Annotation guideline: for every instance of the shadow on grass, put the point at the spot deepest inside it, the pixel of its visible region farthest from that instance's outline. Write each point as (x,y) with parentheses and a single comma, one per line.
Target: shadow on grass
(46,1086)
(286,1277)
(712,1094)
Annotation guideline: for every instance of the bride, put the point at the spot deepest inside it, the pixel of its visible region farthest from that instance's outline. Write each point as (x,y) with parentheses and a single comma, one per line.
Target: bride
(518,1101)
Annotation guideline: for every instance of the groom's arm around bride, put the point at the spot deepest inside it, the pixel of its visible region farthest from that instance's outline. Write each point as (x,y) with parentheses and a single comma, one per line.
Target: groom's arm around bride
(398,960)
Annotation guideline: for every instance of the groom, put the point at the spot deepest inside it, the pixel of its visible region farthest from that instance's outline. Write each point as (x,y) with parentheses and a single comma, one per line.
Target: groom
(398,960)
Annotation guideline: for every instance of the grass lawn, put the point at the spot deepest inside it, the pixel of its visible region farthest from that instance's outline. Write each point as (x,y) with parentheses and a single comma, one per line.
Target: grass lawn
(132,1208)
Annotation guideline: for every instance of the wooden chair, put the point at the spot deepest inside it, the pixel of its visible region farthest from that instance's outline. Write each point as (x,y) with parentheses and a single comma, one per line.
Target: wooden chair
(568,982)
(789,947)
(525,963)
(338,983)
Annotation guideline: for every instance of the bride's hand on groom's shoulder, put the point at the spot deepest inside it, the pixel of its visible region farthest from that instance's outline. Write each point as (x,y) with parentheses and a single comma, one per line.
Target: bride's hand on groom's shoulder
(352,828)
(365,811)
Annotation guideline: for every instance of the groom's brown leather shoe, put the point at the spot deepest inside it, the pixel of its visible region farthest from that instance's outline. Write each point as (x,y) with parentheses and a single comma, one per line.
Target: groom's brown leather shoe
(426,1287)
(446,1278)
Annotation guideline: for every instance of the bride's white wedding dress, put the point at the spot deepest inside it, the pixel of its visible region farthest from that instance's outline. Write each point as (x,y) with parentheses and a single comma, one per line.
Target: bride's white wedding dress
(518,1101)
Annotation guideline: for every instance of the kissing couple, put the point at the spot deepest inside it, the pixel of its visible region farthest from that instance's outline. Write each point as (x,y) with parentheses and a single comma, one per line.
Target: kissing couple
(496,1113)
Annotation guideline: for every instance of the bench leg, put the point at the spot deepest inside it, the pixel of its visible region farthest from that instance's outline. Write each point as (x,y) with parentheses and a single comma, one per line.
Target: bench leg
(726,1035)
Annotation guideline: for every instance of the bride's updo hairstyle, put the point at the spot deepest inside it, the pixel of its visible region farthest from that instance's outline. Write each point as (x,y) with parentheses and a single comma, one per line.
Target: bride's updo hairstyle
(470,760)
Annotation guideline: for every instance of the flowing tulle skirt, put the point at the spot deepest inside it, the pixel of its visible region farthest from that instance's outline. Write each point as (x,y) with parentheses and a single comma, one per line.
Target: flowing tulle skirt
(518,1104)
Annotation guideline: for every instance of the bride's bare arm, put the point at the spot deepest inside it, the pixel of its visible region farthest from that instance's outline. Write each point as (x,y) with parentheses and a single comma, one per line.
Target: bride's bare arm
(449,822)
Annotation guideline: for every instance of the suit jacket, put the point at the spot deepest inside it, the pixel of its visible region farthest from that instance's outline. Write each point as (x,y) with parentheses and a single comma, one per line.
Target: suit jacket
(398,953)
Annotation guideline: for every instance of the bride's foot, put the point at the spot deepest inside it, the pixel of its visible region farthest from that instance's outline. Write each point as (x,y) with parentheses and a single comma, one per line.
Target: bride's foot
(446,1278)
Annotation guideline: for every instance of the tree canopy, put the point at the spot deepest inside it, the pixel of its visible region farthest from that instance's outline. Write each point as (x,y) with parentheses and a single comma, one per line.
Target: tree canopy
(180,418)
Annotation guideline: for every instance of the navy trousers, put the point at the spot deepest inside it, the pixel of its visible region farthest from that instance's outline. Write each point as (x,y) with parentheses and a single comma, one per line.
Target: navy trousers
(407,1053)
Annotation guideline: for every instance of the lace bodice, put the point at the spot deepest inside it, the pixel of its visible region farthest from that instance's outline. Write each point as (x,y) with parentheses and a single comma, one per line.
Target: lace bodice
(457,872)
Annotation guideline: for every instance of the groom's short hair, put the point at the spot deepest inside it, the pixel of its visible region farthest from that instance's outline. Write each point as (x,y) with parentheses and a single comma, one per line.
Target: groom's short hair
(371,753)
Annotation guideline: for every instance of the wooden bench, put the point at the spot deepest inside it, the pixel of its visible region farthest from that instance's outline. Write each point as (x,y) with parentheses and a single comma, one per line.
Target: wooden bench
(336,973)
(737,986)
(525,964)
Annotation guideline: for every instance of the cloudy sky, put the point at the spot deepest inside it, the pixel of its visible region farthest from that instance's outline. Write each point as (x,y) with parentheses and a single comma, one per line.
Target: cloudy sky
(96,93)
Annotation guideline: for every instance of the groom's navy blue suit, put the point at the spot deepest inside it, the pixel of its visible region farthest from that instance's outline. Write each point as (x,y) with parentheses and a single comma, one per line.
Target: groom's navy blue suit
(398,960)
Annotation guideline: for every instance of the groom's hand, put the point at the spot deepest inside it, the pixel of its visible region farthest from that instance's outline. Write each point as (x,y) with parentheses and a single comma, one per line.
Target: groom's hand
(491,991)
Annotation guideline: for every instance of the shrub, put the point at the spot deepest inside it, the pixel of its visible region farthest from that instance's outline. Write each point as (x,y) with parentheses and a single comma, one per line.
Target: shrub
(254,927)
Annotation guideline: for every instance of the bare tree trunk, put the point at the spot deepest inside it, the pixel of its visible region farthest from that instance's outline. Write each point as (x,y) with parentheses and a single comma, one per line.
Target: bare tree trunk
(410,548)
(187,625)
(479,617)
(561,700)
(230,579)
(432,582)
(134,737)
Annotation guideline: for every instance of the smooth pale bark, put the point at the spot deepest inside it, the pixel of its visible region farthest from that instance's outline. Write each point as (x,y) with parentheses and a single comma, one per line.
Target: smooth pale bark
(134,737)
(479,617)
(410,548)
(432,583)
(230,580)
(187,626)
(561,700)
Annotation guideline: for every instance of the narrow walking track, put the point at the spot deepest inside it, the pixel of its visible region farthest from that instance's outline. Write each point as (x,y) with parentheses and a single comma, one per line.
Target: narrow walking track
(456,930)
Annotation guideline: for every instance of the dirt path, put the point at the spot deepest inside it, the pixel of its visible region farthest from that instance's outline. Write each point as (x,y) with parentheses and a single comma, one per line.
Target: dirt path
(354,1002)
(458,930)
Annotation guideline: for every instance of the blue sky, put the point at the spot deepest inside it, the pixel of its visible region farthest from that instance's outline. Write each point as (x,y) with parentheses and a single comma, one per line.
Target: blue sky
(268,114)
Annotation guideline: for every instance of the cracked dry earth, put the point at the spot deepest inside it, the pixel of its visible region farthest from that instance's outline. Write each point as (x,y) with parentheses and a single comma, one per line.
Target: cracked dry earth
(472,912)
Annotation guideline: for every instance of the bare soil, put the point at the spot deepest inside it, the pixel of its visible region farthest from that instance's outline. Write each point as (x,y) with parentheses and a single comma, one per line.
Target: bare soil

++++++

Reproduce every single entry above exactly.

SOLUTION:
Annotation guideline: for every instance of the shadow on grass, put the point at the spot deepest inside it, the pixel of its visible region farthest from that instance's outline. Write each point as (x,y) with parentheses and a single comma, one per line.
Target: shadow on grass
(46,1086)
(286,1277)
(712,1094)
Annotation guideline: for every instance of the bride, put the point at the spot deepest inside it, the pixel of its visible region farthest from that instance's outline. Write each point as (x,y) with parentheses and a single comma, one per line.
Target: bride
(518,1101)
Annotation guideline: for every instance of the groom's arm around bride, put the point at the spot deepest inside it, the pixel of its visible region farthest from that instance's outline. Write each point as (x,y) with parentheses and a single comma, one per line.
Target: groom's arm around bride
(398,960)
Annotation guideline: for every instance of the groom, put the point at the spot deepest inside it, the pixel of its visible region farthest from that instance's outline. Write each point as (x,y) with parentheses and a single comma, one per line.
Target: groom
(398,960)
Annotation guideline: for every instance of the grass lawn, put the point at the spot deepest inside it, the pixel of its visible region farthest from that instance's outline. Write each point as (x,y) with parentheses and a single comma, one per line.
Target: grass lawn
(132,1208)
Annotation guideline: for every instance of the wooden chair, put the point at the spot deepest inside it, the pixel of its visible region farthest from that instance's outline. Write each point as (x,y) with parentheses and a single comma, one per line.
Target: wooden chair
(568,982)
(789,947)
(525,963)
(338,983)
Annotation guideline: for every instance of the bride's hand on groom's shoulder, put the point at the spot deepest inside it, the pixel of its visible region farthest from that instance's outline. Write each point as (x,y) with parentheses and a single comma, one per line.
Target: bride's hand on groom's shoulder
(352,828)
(365,811)
Annotation guideline: for every instance of the groom's brown leather shoe, put the point at the spot deepest inside it, the pixel of its visible region farthest from that instance's outline. Write each point as (x,y) with parentheses and a single comma, one per line.
Target: groom's brown leather shoe
(426,1287)
(446,1278)
Annotation guideline: for every instance of the bride's white wedding dress, put the point at the spot deepest inside it, the pixel of its visible region farthest from that instance's outline. Write each point as (x,y) with parentheses and a single comma, one per line.
Target: bride's white wedding dress
(518,1101)
Annotation guideline: for every instance of the kissing couple, put the point at the spot deepest inside it, the pixel of its visible region farthest from that instance's outline. Write each point as (x,y) with parentheses and a single comma, one per line.
Target: kissing couple
(496,1113)
Annotation guideline: for every instance of the bench leg, put the point at the spot deepest inside it, the pixel of its visible region farthest from that instance's outline. Write each point as (x,y) with parentheses and a single comma, one per line.
Target: bench leg
(726,1035)
Annotation guideline: for every instance of the bride's updo hairstyle, put the point at the spot deepest inside it, the pixel of its visible region farthest from that instance's outline. Write each point as (x,y) with parentheses and a single comma, one per line.
Target: bride's updo hairstyle
(470,760)
Annotation guideline: for every instance of the flowing tulle skirt, put the point at the spot deepest inside it, the pixel of its visible region farthest from that instance's outline. Write each point as (x,y) with parentheses and a single comma, one per line.
Target: flowing tulle skirt
(518,1104)
Annotation guideline: for every instance of the bride's bare arm, put the point at the spot deepest inside it, the pixel of its visible region farthest from that instance's outline. Write each point as (x,y) with parentheses and a single comma, one per line.
Target: bride's bare arm
(449,822)
Annotation guideline: for every instance of the suit jacket, put the point at the spot deepest inside it, the pixel of its visible region farthest from that instance's outline. Write each point as (x,y) with parentheses and a single comma, one per line.
Target: suit jacket
(398,953)
Annotation guideline: for every instance of the bride's foot, put the point at the spot deepest inside it, the pixel of its visible region farthest from that instance's outline. Write each point as (x,y) with parentheses and a single comma, one per line.
Target: bride's foot
(446,1278)
Annotation guideline: for every instance of the tree canopy, put the point at the spot deepest inside it, the pixel of its visible region farthest from that instance's outline. Write each point as (x,y) with parentheses and a single comma, one per line.
Target: tree canopy
(180,418)
Annotation guideline: for every instance of the navy trousers, put the point at the spot deepest inside it, the pixel of its visible region farthest from that instance's outline. Write each point as (x,y) with parentheses and a single comma, one per line.
Target: navy trousers
(407,1053)
Annotation guideline: for every instance of the lace bodice, put the point at the spot deepest inside it, the pixel of its visible region farthest from that instance's outline. Write each point as (x,y) with parentheses and a single comma, one per line.
Target: lace bodice
(457,872)
Annotation guideline: for every instance of the groom's short hair, put the point at the spot deepest inside it, the pixel of its visible region farthest from that instance's outline. Write each point as (x,y) with parentheses and a single comma, one per line.
Target: groom's short hair
(371,753)
Annotation guideline: for every instance of the wooden bench, put the point at the spot deepest inside it, the pixel of its visible region farthest from that instance's outline. Write each point as (x,y) with parentheses and a single comma, one per line.
Target: wooden bench
(336,973)
(737,986)
(525,964)
Annotation guideline: for every instance of the cloudy sky, put the point at the spot deepest inside it, the pixel of its visible region farthest from that instance's outline. Write each point as (x,y) with parentheses and a single comma, one per line.
Target: cloudy sky
(96,93)
Annotation guideline: for every instance of the groom's navy blue suit, put the point at the spot deepest inside it, the pixel of its visible region farthest from that instance's outline. Write each point as (x,y) with parentheses and a single comma, one per line.
Target: groom's navy blue suit
(398,960)
Annotation guideline: for every instance of the groom's hand, put the point at the spot deepest inside it, the pixel of its visible region farthest from that instance's outline. Write each point as (x,y) with parentheses and a single comma, one per line.
Target: groom's hand
(491,991)
Annotation guideline: for every instance of the shrub, put the point at the spot deepest inside it, the pixel of its visible region farthest from that instance's outline. Write each point as (x,y) with parentheses and a single comma, one per line.
Target: shrub
(254,927)
Annotation guideline: for every instance of the bare tree trunk, put the point at the spot deepest inside it, the pixel of its visible region farthest from that instance's outline. Write each point as (x,y) with parentheses and a single comma, one per line.
Target: bare tree trunk
(410,548)
(187,625)
(479,617)
(561,700)
(230,579)
(432,582)
(134,737)
Annotation guideline: for every instance of the smooth pale bark, put the point at the spot deepest inside it, the pixel of its visible region farthest from that instance's outline. Write each point as (x,y) with parentheses and a single comma, one per line.
Target: smooth pale bark
(134,737)
(479,617)
(410,548)
(432,583)
(230,580)
(187,626)
(561,700)
Annotation guideline: for every instance of the narrow walking track, put the point at the spot deepest inside it, the pixel of its visible region farthest from that instance's outline. Write each point as (x,y) with parentheses and a single comma, one per line.
Target: narrow walking track
(456,930)
Annotation guideline: for every instance of the dirt path, put the point at the spot deepest inside it, the pixel of its visible region farthest from that instance's outline. Write each point as (x,y) with parentheses and a single comma, one per line.
Target: dirt path
(354,1002)
(458,930)
Annotation guideline: for every instance of the blue sky, put the point at the spot deepest inside it, the pixel of its visible region farthest from that instance's outline. Write each point as (x,y) with parentheses and a single comma, one per line.
Target: blue sky
(268,114)
Annotation guideline: for every instance of the cracked dry earth, put the point at the spot deepest inside it, the pixel of its visible region farthest from that instance's outline. Write each point as (x,y) with parentheses and a single comma, one per line.
Target: cracked dry earth
(472,912)
Annotation guideline: for every instance of the bare soil, put the point at the spot deepest inside it, the pixel of its visible region farthest from that instance's outline. Write each point as (x,y) with parentheses and a single comma, one per line.
Target: bare soil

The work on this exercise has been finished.